■ **Text provided**:
-*-*-

# Supercharger Inlet Pipe Picks and Idea's



## Audi_SoupeGT (Oct 9, 2008)

I got a VR w/ V1 mostly stock engine but I need to do the inlet pipe bad, that piece of plastic looks like an accordion when I gas it. I'm looking to put a blow off valve in it so when I up my boost I will be all good. I have a good idea of what I need to do but getting some pointers and some new ideas and where to get parts would be really cool. I want to go from throttle body to the supercharger.


----------



## mk4vrjtta (Feb 3, 2007)

Audi_SoupeGT said:


> I got a VR w/ V1 mostly stock engine but I need to do the inlet pipe bad, that piece of plastic looks like an accordion when I gas it. I'm looking to put a blow off valve in it so when I up my boost I will be all good. I have a good idea of what I need to do but getting some pointers and some new ideas and where to get parts would be really cool. I want to go from throttle body to the supercharger.


inlet pipe or boost pipe? both are really easy, you could go with some random ebay piping/ couplers or custom stuff if you want it to look real good. you should ALWAYS have a diverter valve or bov (if you have the right software) with a centrifugal s/c.


----------



## Audi_SoupeGT (Oct 9, 2008)

looking for locations on the pipe for BOV, MAF, and water injection. I'm gonna go with a 4'' pipe, since c2 recommends 4" for MAF housing, I think the bend for the TB is 90 degree and down the pipe a 45 degree bend. I'm running stock plastic and I get a laugh when I give it gas the inlet blows up like an accordion.


----------



## Scooter98144 (Jul 15, 2002)

Ok here is the one I hand made a few years back.


----------



## Audi_SoupeGT (Oct 9, 2008)

I want to buy the C2 upper intake pipe kit and the 4'' MAF housing and Samco couplings that would match my cooling hose kit and piece together but i'm looking to build something thats mostly pipe. My car has been out of order due to AMS software failure. I'm buying the stage 1 C2 chip soon that will put me on the road again, seems like this project is going to cost me at least $400 maybe more depending on what BOV I buy and fabrication. I haven't found much of anything for these inlet tubes in a complete kit that goes from SC to TB that I could modify.


----------



## Audi_SoupeGT (Oct 9, 2008)




----------



## youlostme21 (Aug 12, 2008)

Hows it run? C2 software is designed to have the MAF Pre charger. And even if you were to keep it this way your BOV should be before the MAF. Every time the BOV opens your MAF still counts the air so you'll be dumping fuel.


----------



## Audi_SoupeGT (Oct 9, 2008)

I should relocate my MAF precharger? I just switched over from AMS and trying to work things out. Im having ECU problems and cant get car to fire up. When I did have it fired up a while ago it wasent running right like it was geting to much fuel, I couldnt get any codes using VAG COM and was wondering why it was running like that. Most the people that i know that are into these things have no clue when i comes to fuel injection systems and the electronics involved.

-*-*-

■ **Challenge A**:
Does each statement agree with the supercharger inlet pipe thread? Answer yes or no and quote the words from the thread that decide it.
(i) Audi_SoupeGT plans to use a 4-inch pipe.
(ii) youlostme21 says the BOV should be placed after the MAF.
(iii) Audi_SoupeGT expects the project to cost less than $400.
■ **Challenge B**: Please extend the forum thread about the supercharger inlet pipe, picking up right after its final sentence.

■ **Stored data**:
-*-*-

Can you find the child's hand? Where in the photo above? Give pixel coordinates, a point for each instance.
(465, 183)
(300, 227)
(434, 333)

-*-*-

■ **Result A**:
(i) Yes: "I'm gonna go with a 4'' pipe"
(ii) No: "your BOV should be before the MAF"
(iii) No: "seems like this project is going to cost me at least $400 maybe more"

■ **Result B**:
Thursday,22,November,2012,13:14:29:26747
VCDS Version: Release 11.11.4
Data version: 20120807



--------------------------------------------------------------------------------
--------------------------------------------------------------------------------


Address 01: Engine Labels: 021-906-259-AAA.lbl
Control Module Part Number: 021 906 259 H
Component and/or Version: C2 Inc V1.42 HS V03
Software Coding: 00000
Work Shop Code: WSC 00066 
VCID: 1A31C7A786F7C2C8CF1
6 Faults Found:

17834 - EVAP Purge Valve (N80) 
P1426 - 35-00 - Open Circuit
17828 - Secondary Air Injection Solenoid Valve (N112) 
P1420 - 35-00 - Electr. Malfunction
17881 - EVAP Leak Detection Pump 
P1473 - 35-10 - Open Circuit - Intermittent
16706 - Engine Speed Sensor (G28) 
P0322 - 35-10 - No Signal - Intermittent
01115 - - 
35-00 - - 
16989 - Internal Control Module 
P0605 - 35-10 - ROM Error - Intermittent

Readiness: 0000 0000

Ive cleared the DTC's and Engine Speed Sensor came back and engine wont start.:banghead:


----------



## masterqaz (Oct 5, 2007)

CPS is prob bad. Check it out.

Your maf needs to be pre charger and the farther away from the charger the better. Ive seen one guy extend the maf wiring to run it by the battery, He had plumbed the inlet across the front of the car behind the bumper. 

Your over fueling because of its current position.


----------



## Audi_SoupeGT (Oct 9, 2008)

ok, that changes my whole game now piping off the charger, eventually i want to inner cooler but looks like i will be doing that sooner than later. Hopefully that will correct the problem of running like poop. If i knew that before i would have run a 1 piece TB to charger tube. Now i can put the BOV in that spot where the MAF is now. CPS (Speed Sensor) is only a year old w 20 miles. Gonna have to go back in the lab with it again, might take a while i dont have any garage space and winter is coming where she will be buried in the snow soon.


----------



## youlostme21 (Aug 12, 2008)

I would check out the Crank sensor like stated but the internal ECU fault concerns me also. 
Does the CEL light up with the key on? Might have an ECU or chip issue


----------



## Audi_SoupeGT (Oct 9, 2008)

CEL comes on. Trying to get my hands on another ECU, i dont trust it based on what ive read about that error. ECU quit on me before didnt know what was going on, i threw a bunch of parts at it like, fuel pump, pump relay, CPS cause i broke that mounting hole tab off, than i switched ECU and car fired up, thats when i learned about the CEL when key is in position 1. The car is a toy and i dont really know anybody who knows these cars when it comes to being technical, so this help is great. I was waiting to hear back whether the ECU is junk and what i should do regarding that and software.


----------



## Audi_SoupeGT (Oct 9, 2008)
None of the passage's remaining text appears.